-- Solicitud --
Indica cuántas líneas del material siguiente contienen la cadena “curly”, teniendo en cuenta mayúsculas y minúsculas, y responde solo con el número.

-- Material proporcionado --

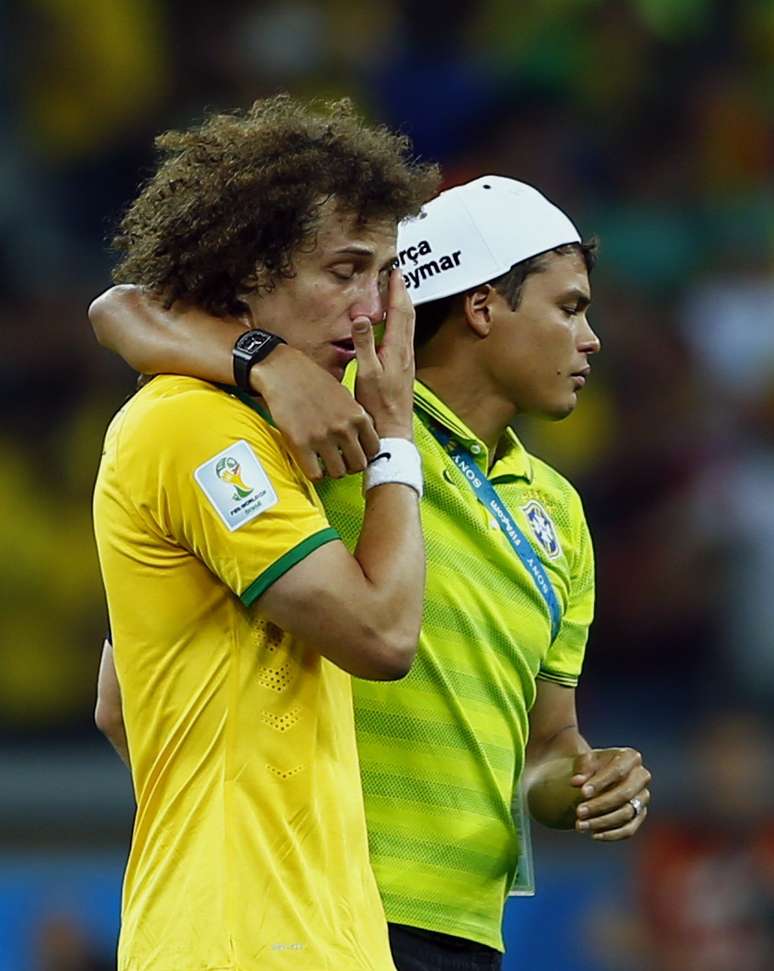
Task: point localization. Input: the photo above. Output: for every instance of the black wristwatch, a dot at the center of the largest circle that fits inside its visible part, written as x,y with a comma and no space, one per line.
251,347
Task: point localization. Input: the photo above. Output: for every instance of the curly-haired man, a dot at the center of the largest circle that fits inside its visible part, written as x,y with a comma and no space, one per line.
237,613
500,279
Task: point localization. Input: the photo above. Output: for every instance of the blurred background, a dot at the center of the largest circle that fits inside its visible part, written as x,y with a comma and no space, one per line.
650,121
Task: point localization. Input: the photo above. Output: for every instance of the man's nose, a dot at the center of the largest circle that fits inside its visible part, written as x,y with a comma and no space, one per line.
589,342
369,303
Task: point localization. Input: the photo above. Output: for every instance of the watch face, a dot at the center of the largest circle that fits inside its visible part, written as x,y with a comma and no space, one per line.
252,342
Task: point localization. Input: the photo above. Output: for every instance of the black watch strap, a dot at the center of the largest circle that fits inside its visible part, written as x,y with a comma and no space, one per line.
251,347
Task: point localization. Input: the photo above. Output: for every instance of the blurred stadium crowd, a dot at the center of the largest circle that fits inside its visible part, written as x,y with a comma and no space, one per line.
649,120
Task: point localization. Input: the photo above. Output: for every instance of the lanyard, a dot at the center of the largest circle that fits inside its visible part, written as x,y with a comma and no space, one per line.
487,496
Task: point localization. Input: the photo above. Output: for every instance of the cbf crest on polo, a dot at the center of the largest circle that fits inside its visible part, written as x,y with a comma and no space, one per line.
543,529
475,232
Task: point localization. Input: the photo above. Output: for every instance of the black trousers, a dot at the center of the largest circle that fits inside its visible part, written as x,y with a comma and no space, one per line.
419,950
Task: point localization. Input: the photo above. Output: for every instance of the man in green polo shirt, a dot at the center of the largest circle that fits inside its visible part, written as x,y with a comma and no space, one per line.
499,277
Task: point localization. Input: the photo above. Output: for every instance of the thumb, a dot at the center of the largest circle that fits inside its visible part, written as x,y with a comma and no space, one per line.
363,339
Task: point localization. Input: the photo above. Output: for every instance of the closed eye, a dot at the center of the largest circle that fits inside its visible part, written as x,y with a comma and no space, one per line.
343,271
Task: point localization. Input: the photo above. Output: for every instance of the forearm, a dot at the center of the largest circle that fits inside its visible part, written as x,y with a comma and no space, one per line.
153,340
108,713
116,735
391,555
551,797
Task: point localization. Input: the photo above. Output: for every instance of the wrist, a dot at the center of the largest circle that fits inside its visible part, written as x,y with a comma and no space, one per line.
252,347
397,461
395,429
263,374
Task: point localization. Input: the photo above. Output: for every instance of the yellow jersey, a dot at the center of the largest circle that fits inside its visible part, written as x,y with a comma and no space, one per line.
249,850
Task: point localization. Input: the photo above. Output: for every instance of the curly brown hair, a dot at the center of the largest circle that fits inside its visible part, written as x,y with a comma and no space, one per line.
234,198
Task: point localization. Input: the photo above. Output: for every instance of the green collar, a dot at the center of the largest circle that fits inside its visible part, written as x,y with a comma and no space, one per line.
515,463
250,401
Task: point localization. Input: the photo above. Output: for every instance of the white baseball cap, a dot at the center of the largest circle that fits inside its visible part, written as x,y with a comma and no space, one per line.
475,232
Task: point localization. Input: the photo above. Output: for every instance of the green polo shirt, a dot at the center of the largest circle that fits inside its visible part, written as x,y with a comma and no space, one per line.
442,749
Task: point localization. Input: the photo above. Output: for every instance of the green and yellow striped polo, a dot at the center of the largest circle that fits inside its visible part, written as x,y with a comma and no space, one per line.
441,750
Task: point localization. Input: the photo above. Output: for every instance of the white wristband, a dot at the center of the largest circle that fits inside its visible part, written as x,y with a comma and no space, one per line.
396,461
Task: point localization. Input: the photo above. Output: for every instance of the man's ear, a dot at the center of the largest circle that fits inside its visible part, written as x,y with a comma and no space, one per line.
478,310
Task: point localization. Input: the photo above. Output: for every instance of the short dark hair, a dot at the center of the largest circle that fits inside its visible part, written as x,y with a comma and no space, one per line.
431,316
233,199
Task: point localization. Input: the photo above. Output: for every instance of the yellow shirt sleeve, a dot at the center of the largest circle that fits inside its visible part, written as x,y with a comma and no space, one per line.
211,475
564,660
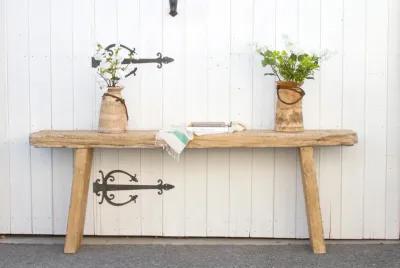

-- Solución del problema --
2